SHORT TASK ->
Edit the records from the line that contains "Agricultural drone survey: scan the aerial photo for fingertip." through the line that contains "202, 228, 233, 250", inclusive. Swap "Multiple detections" for "Several detections", keep everything else the same, and give back only those lines.

ENTRIES ->
——
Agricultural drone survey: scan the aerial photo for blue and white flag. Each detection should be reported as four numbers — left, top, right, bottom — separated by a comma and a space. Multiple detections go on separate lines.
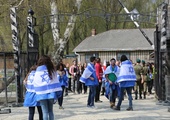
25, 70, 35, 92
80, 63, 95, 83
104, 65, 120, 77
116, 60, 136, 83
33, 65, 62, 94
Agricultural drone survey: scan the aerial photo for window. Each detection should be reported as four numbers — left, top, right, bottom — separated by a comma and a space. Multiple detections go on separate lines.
——
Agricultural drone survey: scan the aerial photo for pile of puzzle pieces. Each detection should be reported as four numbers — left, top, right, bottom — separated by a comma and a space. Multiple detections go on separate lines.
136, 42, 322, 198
——
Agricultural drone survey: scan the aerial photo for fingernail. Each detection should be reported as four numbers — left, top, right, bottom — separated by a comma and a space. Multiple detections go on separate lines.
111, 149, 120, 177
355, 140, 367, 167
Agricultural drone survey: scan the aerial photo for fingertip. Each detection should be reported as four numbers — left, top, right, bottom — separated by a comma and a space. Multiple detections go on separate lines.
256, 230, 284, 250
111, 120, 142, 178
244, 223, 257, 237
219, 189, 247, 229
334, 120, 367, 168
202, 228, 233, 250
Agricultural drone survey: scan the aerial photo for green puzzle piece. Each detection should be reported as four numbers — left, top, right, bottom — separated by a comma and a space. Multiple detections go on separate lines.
——
EXERCISE RESULT ->
Agricultural drone survey: scan the aerial photo for fingertip. Each detection should be reported as four numbers — left, top, right, bottom — separated by a comma and a space. Several detections go on separate lines.
256, 230, 284, 250
111, 120, 142, 178
244, 223, 257, 237
219, 189, 247, 229
334, 120, 367, 168
202, 228, 233, 250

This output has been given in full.